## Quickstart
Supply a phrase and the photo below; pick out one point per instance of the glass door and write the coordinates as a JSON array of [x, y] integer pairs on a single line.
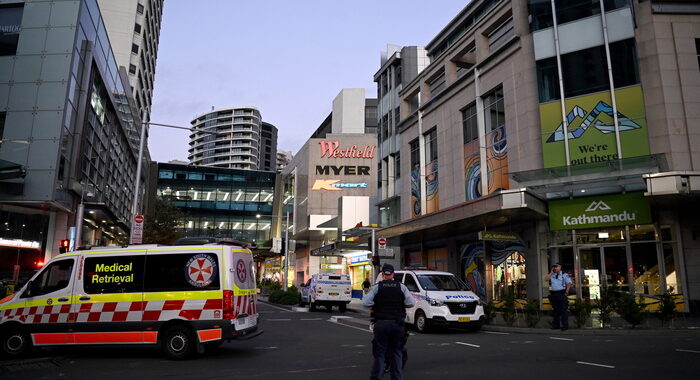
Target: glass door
[[591, 271]]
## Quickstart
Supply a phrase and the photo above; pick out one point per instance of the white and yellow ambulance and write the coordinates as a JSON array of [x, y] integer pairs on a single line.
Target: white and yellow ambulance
[[179, 297]]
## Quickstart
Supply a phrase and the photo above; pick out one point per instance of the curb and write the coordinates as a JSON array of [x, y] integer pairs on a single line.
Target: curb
[[590, 332]]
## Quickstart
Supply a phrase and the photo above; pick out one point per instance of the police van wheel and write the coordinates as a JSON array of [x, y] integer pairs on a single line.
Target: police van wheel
[[15, 342], [178, 343], [421, 322]]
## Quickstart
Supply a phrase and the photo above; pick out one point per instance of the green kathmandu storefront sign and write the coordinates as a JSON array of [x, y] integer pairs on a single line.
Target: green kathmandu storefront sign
[[600, 211]]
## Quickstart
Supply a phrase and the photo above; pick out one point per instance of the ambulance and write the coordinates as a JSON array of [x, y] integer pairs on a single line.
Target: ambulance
[[441, 300], [182, 298]]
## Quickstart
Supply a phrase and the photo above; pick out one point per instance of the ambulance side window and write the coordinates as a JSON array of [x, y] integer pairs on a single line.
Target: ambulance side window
[[410, 283], [113, 274], [182, 272], [55, 276]]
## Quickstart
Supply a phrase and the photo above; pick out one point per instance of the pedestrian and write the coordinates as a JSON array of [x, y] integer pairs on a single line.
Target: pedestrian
[[559, 286], [365, 286], [388, 300]]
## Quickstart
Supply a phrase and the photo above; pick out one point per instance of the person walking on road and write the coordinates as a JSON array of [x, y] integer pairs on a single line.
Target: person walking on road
[[559, 286], [388, 300]]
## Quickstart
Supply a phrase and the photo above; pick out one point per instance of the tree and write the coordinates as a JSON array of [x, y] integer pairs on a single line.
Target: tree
[[160, 227]]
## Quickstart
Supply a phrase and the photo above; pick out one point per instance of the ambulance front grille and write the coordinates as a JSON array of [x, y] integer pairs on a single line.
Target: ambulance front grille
[[462, 307]]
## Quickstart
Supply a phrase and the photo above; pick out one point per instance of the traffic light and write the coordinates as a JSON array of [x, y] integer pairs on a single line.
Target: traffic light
[[64, 246]]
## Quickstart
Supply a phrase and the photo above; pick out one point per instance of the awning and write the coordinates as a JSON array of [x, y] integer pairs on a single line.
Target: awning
[[507, 206]]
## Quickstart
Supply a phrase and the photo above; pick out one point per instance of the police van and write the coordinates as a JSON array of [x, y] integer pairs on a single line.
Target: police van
[[441, 300], [182, 298], [326, 289]]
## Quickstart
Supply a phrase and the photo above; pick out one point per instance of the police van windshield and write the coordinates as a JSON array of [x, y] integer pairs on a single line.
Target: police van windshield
[[441, 282]]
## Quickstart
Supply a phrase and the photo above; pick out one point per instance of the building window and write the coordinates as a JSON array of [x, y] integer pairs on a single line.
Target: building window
[[10, 24], [585, 71], [469, 125], [397, 165], [494, 110]]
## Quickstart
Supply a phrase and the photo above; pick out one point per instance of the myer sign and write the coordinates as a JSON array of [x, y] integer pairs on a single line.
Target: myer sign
[[601, 211]]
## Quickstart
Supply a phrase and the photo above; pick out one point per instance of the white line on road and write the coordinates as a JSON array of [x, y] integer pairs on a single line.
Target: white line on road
[[352, 327], [555, 338], [596, 364], [694, 352]]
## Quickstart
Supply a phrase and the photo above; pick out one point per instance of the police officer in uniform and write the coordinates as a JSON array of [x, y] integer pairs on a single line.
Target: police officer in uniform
[[389, 300]]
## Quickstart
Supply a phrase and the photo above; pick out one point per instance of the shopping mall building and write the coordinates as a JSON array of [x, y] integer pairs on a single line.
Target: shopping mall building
[[548, 131]]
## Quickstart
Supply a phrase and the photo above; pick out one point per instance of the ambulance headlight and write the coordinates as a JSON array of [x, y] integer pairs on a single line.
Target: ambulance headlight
[[434, 302]]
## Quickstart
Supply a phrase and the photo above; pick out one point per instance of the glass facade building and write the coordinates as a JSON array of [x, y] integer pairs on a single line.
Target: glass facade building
[[218, 202]]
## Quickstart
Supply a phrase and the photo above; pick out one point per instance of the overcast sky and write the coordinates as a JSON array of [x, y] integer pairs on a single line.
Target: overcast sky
[[287, 58]]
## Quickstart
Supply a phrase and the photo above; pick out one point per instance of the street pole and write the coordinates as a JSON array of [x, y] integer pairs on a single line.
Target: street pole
[[285, 275]]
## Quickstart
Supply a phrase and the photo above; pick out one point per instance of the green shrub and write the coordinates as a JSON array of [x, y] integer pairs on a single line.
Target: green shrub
[[631, 309], [509, 314], [605, 305], [581, 311], [668, 307], [489, 312], [532, 312]]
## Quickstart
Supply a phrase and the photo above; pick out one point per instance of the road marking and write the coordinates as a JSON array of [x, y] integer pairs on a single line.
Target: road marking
[[691, 351], [277, 307], [596, 364], [352, 327]]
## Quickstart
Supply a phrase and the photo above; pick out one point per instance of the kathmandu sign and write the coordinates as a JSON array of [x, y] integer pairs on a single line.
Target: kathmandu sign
[[332, 149], [601, 211]]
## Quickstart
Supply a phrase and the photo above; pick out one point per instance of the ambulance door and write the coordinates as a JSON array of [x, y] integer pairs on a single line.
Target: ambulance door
[[47, 300], [109, 299], [242, 281]]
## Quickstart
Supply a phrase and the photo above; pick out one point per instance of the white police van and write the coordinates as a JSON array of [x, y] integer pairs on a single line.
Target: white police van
[[326, 289], [441, 300]]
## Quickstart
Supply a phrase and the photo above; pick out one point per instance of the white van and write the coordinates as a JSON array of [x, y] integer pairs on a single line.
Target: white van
[[441, 300], [178, 297], [327, 289]]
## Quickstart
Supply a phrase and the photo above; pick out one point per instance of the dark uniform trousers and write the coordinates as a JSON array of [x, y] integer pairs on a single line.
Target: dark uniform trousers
[[389, 314]]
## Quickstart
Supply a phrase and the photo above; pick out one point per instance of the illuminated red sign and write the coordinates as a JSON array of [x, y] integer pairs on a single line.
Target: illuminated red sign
[[332, 149]]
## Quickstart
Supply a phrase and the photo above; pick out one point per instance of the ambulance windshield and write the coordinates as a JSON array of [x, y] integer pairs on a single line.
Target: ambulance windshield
[[441, 282]]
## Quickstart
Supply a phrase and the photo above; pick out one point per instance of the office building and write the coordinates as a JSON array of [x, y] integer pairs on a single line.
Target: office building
[[234, 138], [535, 137], [66, 114]]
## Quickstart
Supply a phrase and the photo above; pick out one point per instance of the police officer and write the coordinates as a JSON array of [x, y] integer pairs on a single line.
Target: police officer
[[559, 286], [389, 300]]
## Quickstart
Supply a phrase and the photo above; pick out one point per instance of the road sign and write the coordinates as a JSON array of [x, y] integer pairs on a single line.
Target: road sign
[[137, 230]]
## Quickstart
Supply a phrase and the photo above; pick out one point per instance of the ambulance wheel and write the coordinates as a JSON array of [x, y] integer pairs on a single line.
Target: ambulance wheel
[[15, 342], [421, 322], [179, 343]]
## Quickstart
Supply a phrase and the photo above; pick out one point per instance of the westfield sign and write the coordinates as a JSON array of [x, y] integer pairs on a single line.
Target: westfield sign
[[332, 149]]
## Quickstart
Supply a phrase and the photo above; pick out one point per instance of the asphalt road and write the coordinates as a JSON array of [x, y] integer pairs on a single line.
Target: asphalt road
[[309, 346]]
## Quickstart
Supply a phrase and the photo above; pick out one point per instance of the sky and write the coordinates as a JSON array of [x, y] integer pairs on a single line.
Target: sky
[[288, 58]]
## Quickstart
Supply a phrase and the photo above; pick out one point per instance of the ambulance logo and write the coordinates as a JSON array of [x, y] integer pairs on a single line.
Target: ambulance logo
[[200, 270], [240, 271]]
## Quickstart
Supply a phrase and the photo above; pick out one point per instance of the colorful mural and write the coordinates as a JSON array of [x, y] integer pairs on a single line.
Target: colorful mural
[[496, 164], [432, 189], [591, 130]]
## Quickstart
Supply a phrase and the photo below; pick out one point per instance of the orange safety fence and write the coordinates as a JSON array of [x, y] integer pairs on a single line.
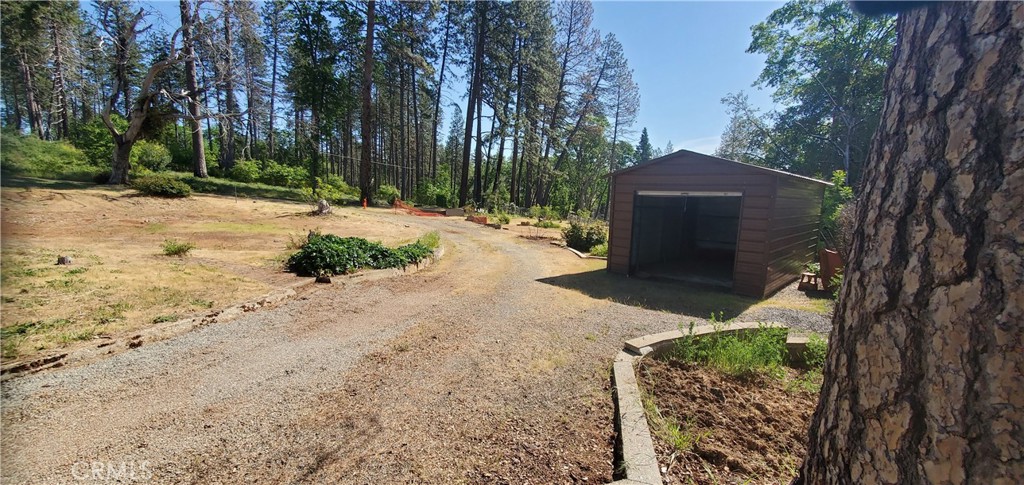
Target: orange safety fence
[[414, 211]]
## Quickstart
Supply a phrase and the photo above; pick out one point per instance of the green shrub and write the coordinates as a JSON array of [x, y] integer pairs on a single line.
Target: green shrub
[[31, 157], [94, 139], [544, 213], [388, 193], [284, 176], [246, 171], [329, 255], [177, 248], [584, 235], [431, 239], [162, 186], [816, 352], [150, 155], [502, 218], [740, 354]]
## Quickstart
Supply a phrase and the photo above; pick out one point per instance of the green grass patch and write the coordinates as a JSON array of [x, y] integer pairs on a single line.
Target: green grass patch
[[548, 224], [682, 436], [31, 157], [740, 354], [177, 248]]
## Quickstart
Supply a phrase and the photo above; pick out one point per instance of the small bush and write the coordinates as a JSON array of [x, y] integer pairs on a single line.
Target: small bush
[[246, 171], [177, 248], [502, 218], [284, 176], [330, 255], [431, 239], [584, 235], [544, 213], [162, 186], [150, 155], [816, 351], [388, 193], [548, 224]]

—————

* _To do_:
Rewrite everything from the start of the listing down to the line containing "[[591, 271]]", both ends included, with the requests kept and every coordinate in the answers multiplied by 1.7 and rounded to the nearest whole number, halves rounded up. Leave the pictures out of the answer.

* _Solution for this exercise_:
## Quickstart
Supply a phrase and the photo below; pick out one point per instance of the glass door and write the coordinates as a JSON array of [x, y] integer pairs on a single line.
Target: glass door
[[1005, 461]]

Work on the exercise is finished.